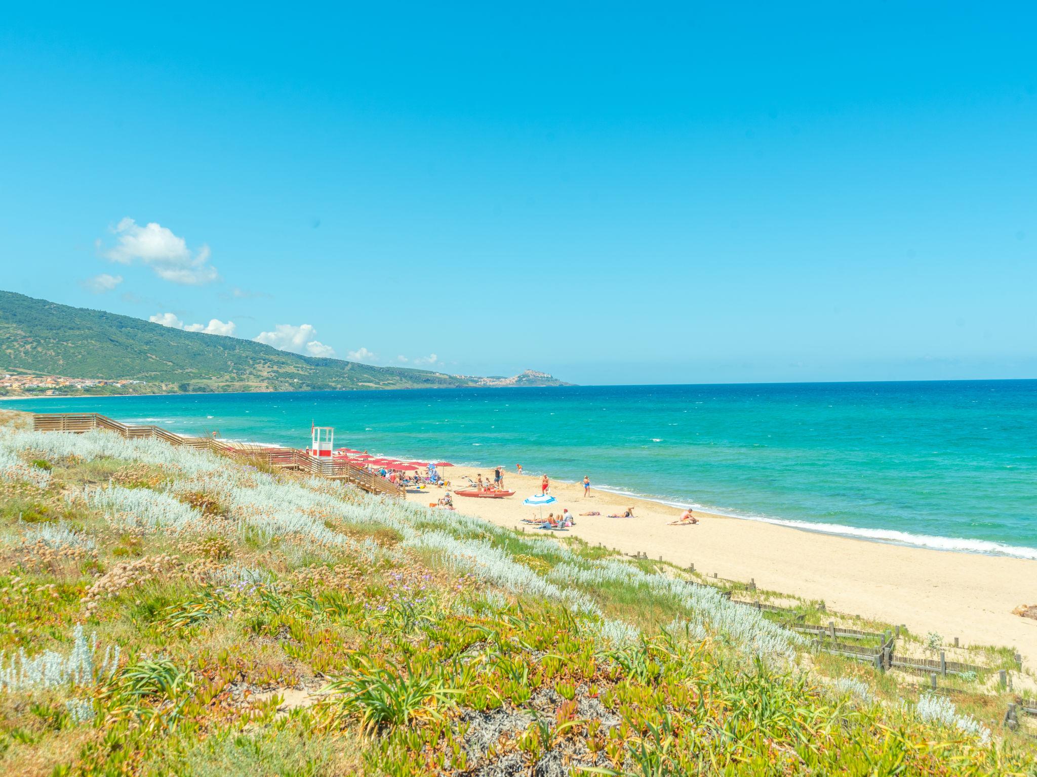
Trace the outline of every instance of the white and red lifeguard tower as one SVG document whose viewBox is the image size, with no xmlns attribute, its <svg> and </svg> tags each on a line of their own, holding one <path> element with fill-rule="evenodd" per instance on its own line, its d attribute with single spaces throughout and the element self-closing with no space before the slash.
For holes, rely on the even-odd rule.
<svg viewBox="0 0 1037 777">
<path fill-rule="evenodd" d="M 310 448 L 306 452 L 310 456 L 320 456 L 320 457 L 331 457 L 332 451 L 334 451 L 335 442 L 335 427 L 332 426 L 314 426 L 310 424 L 310 434 L 313 439 L 310 442 Z"/>
</svg>

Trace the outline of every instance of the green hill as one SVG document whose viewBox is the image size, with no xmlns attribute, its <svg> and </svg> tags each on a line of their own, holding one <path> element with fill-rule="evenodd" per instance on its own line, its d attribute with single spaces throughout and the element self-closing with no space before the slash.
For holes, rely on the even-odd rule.
<svg viewBox="0 0 1037 777">
<path fill-rule="evenodd" d="M 240 338 L 183 332 L 105 311 L 0 291 L 0 370 L 144 384 L 112 392 L 247 392 L 560 385 L 526 371 L 512 378 L 447 375 L 315 358 Z"/>
</svg>

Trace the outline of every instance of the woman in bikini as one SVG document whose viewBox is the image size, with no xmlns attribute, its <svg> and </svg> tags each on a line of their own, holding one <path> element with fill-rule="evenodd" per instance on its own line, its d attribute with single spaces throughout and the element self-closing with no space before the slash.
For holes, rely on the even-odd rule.
<svg viewBox="0 0 1037 777">
<path fill-rule="evenodd" d="M 675 521 L 670 521 L 671 526 L 691 526 L 693 523 L 698 523 L 699 519 L 692 515 L 692 509 L 688 508 L 683 513 L 680 514 L 680 518 Z"/>
</svg>

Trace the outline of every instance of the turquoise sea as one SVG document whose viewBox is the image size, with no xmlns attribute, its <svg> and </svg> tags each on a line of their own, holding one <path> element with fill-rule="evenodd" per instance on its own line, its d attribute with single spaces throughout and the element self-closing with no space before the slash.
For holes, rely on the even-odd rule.
<svg viewBox="0 0 1037 777">
<path fill-rule="evenodd" d="M 673 505 L 1037 558 L 1037 380 L 39 399 L 185 434 L 503 464 Z"/>
</svg>

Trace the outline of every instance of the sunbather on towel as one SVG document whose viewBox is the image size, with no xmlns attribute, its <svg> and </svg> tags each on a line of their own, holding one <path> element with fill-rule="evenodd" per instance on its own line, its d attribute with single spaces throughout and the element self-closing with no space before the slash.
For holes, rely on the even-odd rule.
<svg viewBox="0 0 1037 777">
<path fill-rule="evenodd" d="M 689 508 L 683 513 L 680 514 L 680 518 L 675 521 L 670 521 L 668 525 L 670 526 L 691 526 L 693 523 L 698 523 L 699 519 L 692 515 L 692 510 Z"/>
</svg>

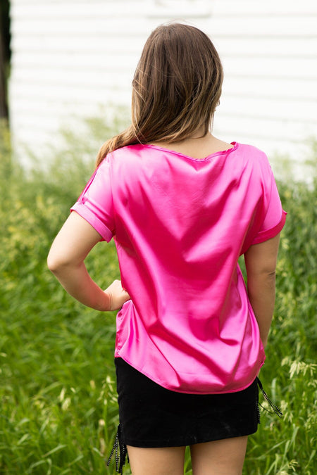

—————

• _THE TASK_: Render the lines from the one containing "Trace the outline of every instance of the turquoise" through the end of the items for the first picture as a JSON list of strings, one per line, leaving out blank lines and the pictures.

• _RESPONSE TO THIS EXERCISE_:
[
  "Trace the outline of every instance of the turquoise sea as one SVG document whose viewBox is the image size, with no xmlns attribute, its <svg> and </svg> tags each on a line of their own, holding one <path> element with fill-rule=\"evenodd\" per instance on its own line, its d attribute with single spaces throughout and the element self-closing with no space before the slash.",
  "For holes, rely on the even-odd rule.",
  "<svg viewBox=\"0 0 1037 777\">",
  "<path fill-rule=\"evenodd\" d=\"M 673 505 L 1037 558 L 1037 380 L 39 399 L 185 434 L 503 464 Z\"/>",
  "</svg>",
  "Trace the outline of every instance of the sunbather on towel as one SVG document whose viewBox is the image size, with no xmlns attribute, its <svg> and </svg> tags each on a line of their own, holding one <path> element with fill-rule=\"evenodd\" per instance on its own line, its d attribute with single spaces throughout and the element self-closing with no space before the slash.",
  "For holes, rely on the even-odd rule.",
  "<svg viewBox=\"0 0 1037 777\">",
  "<path fill-rule=\"evenodd\" d=\"M 689 508 L 683 513 L 680 514 L 680 518 L 675 521 L 670 521 L 668 525 L 670 526 L 691 526 L 693 523 L 698 523 L 699 519 L 692 515 L 692 510 Z\"/>",
  "</svg>"
]